#### AÇÃO A EXECUTAR A:
Transcreva da reportagem sobre imigrantes negros na Ucrânia todo o trecho que vai desde "Vídeos da discriminação" até "outro imigrante negro.".
#### AÇÃO A EXECUTAR B:
Segundo a reportagem sobre imigrantes negros na Ucrânia, quantos quilômetros os estudantes jamaicanos estão sendo forçados a caminhar até a Polônia?
#### AÇÃO A EXECUTAR C:
Retome a reportagem sobre imigrantes negros impedidos de deixar a Ucrânia a partir da última frase apresentada.

═════ TEXTO EM ESTUDO

Pessoas negras da Ucrânia denunciam que não conseguem fugir da guerra. A prioridade das Forças Armadas ucranianas é garantir que cidadãos brancos embarquem nos trens e ônibus. "Quando olho nos olhos dos que estão nos rejeitando, vejo racismo injetado; eles querem se salvar e estão perdendo sua humanidade no processo"
RACISMO NÃO
Imigrantes negros que vivem na Ucrânia estão denunciando a impossibilidade de fugir da guerra. Impedidos de embarcar nos trens para a Polônia, os africanos acusam as polícias e as Forças Armadas ucranianas de racismo. “A prioridade é que cidadãos brancos embarquem antes dos negros”, disse uma correspondente da BBC que está na fronteira.
A jornalista Stephanie Hegarty compartilhou um relato de uma estudante nigeriana que está na fronteira entre a Polônia e a Ucrânia: “Ela me disse que está esperando há 7 horas para atravessar. Ela conta que os guardas de fronteira estão parando os negros e mandando-os para o final da fila, dizendo que eles têm que deixar os ‘ucranianos’ passar primeiro”.
Outra jovem negra afirmou em suas redes que, nas estações de trem em Kiev, estavam sendo evacuadas “as crianças primeiro, as mulheres em segundo, os homens brancos em terceiro, então se sobrar algo pode ser ocupado por africanos”.
Vídeos da discriminação estão sendo compartilhados. Os poucos imigrantes negros que conseguiram embarcar nos trens foram presos na Polônia e não receberam solidariedade ou foram tratados como refugiados de guerra. Assim como a Ucrânia, a Polônia também é governada pela extrema-direita e as células neonazistas no país são bastante representativas.
“Vejam como eles ameaçam atirar na gente! A polícia e o Exército se recusaram a deixar os africanos atravessarem, só deixaram os ucranianos. Alguns dormiram aqui por dois dias nesse frio cortante, enquanto outros tiveram que voltar”, denunciou um outro imigrante negro.
Em resposta, governos como o da Nigéria divulgaram comunicados dizendo que foram informados de situações do tipo e condenaram o tratamento discriminatório. Um dos vídeos mostra uma mulher com um bebê de dois meses no colo, sentada no chão sob uma temperatura de 3 ºC, enquanto um homem não identificado afirma que ela não conseguiu passar pela fronteira, como outras mulheres com crianças.
Outra gravação, de um ativista britânico, mostra um grande número de jovens, todos negros, do lado de fora de um trem. “A face oculta dessa guerra é o racismo experimentado por muitos que estão fugindo.”
Em outro caso, a ministra das Relações Exteriores da Jamaica, Kamina Johnson-Smith, afirmou no Twitter que 24 estudantes jamaicanos estão sendo forçados a caminhar 20 km até a Polônia, após serem impedidos de embarcar em um ônibus que levava estudantes até a fronteira.

══════════
═════ INFORMAÇÕES EXTRAÍDAS

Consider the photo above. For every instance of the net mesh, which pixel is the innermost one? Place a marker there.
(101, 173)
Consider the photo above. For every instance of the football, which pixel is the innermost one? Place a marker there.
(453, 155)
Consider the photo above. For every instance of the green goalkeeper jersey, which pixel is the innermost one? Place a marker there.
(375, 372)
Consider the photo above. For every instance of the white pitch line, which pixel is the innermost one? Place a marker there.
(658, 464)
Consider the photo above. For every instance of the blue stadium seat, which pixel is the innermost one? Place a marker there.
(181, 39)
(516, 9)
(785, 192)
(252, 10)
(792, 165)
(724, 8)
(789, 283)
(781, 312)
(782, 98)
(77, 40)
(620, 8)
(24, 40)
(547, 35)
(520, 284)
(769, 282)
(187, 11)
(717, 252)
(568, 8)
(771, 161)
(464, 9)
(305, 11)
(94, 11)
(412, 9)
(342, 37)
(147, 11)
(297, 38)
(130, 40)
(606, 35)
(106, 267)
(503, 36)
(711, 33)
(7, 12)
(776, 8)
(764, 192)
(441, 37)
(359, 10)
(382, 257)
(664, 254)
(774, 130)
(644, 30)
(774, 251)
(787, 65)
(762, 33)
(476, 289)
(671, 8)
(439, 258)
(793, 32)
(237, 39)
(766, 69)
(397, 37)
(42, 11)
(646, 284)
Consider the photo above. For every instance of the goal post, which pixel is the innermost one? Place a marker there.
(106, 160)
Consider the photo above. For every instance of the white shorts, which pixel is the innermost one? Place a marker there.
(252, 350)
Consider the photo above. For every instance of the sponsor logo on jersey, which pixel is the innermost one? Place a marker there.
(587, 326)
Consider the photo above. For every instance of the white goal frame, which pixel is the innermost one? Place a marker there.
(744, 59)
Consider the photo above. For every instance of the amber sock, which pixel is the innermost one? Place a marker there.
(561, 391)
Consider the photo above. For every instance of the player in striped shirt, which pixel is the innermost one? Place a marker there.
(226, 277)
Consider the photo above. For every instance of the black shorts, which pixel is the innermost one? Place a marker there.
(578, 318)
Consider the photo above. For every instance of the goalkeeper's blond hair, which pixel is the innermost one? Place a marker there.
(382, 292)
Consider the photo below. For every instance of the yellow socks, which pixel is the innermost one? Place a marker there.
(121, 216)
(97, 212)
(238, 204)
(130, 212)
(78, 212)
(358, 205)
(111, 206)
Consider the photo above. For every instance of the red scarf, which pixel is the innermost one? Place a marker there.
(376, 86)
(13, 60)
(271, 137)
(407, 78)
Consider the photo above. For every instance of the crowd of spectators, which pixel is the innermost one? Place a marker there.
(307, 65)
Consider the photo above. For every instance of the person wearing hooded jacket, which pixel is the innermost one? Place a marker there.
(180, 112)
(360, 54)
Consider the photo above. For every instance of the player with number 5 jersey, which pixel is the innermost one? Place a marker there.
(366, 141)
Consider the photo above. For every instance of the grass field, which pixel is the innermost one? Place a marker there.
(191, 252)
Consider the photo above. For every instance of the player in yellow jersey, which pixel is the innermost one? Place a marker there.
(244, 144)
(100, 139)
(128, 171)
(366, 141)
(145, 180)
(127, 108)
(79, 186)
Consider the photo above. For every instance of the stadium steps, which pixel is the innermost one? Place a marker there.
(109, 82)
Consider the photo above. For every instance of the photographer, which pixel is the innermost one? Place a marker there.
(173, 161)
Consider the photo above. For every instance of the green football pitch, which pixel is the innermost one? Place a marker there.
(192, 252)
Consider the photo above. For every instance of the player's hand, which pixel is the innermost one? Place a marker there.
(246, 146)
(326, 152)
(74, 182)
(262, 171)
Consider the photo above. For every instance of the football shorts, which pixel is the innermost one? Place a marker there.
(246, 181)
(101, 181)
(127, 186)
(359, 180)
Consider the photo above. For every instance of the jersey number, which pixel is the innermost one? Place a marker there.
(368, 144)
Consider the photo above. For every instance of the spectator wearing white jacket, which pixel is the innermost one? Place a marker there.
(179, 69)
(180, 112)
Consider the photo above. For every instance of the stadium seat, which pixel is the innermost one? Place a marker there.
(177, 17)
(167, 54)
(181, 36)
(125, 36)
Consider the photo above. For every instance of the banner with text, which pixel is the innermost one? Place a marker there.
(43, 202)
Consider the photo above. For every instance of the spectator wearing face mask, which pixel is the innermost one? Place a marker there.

══════════

#### RESPOSTA A:
Vídeos da discriminação estão sendo compartilhados. Os poucos imigrantes negros que conseguiram embarcar nos trens foram presos na Polônia e não receberam solidariedade ou foram tratados como refugiados de guerra. Assim como a Ucrânia, a Polônia também é governada pela extrema-direita e as células neonazistas no país são bastante representativas.
“Vejam como eles ameaçam atirar na gente! A polícia e o Exército se recusaram a deixar os africanos atravessarem, só deixaram os ucranianos. Alguns dormiram aqui por dois dias nesse frio cortante, enquanto outros tiveram que voltar”, denunciou um outro imigrante negro.

#### RESPOSTA B:
20 km.

#### RESPOSTA C:
Após conseguir atravessar para a Romênia, uma estudante de medicina britânica negra conta, num vídeo, como foi recebida no setor de controle de passaportes na saída ucraniana. “Eram ucranianos primeiro, indianos depois, africanos por último. Tem tido muita segregação. É uma situação muito estressante.”
Brasileiros também relatam episódios de discriminação. O jogador de futsal Moreno Santiago contou, em um vídeo no Instagram, a saga que ele e outros dois amigos passaram para tentar embarcar em um trem em Kiev nesta segunda-feira (28).
No final, acabaram sendo empurrados para fora pelo maquinista, com palavras racistas. “Ele tinha aceitado nos levar, mas do nada nos colocou para fora. Ele empurrou o David para fora, o David se machucou. Ele não queria mais nos levar, quando viu que a gente é moreno, que tinha preto junto, ficou falando besteira, então não deu certo”, relatou.
Cidades sitiadas em toda a Ucrânia abrigam dezenas de milhares de estudantes africanos que estudam medicina, engenharia e assuntos militares. Marrocos, Nigéria e Egito estão entre os dez principais países com estudantes estrangeiros na Ucrânia, fornecendo juntos mais de 16 mil alunos, segundo o Ministério da Educação, citado pela agência Reuters. Milhares de estudantes indianos também estão tentando fugir.
Pai de três filhos, um nigeriano que vive na Ucrânia desde 2009 contou ao jornal The Independent que, no sábado, ele, familiares e outros imigrantes foram obrigados a desembarcar de um ônibus prestes a cruzar a fronteira. “Nenhum negro”, teriam dito militares. “Quando olho nos olhos dos que estão nos rejeitando, vejo racismo injetado; eles querem se salvar e estão perdendo sua humanidade no processo”, afirmou.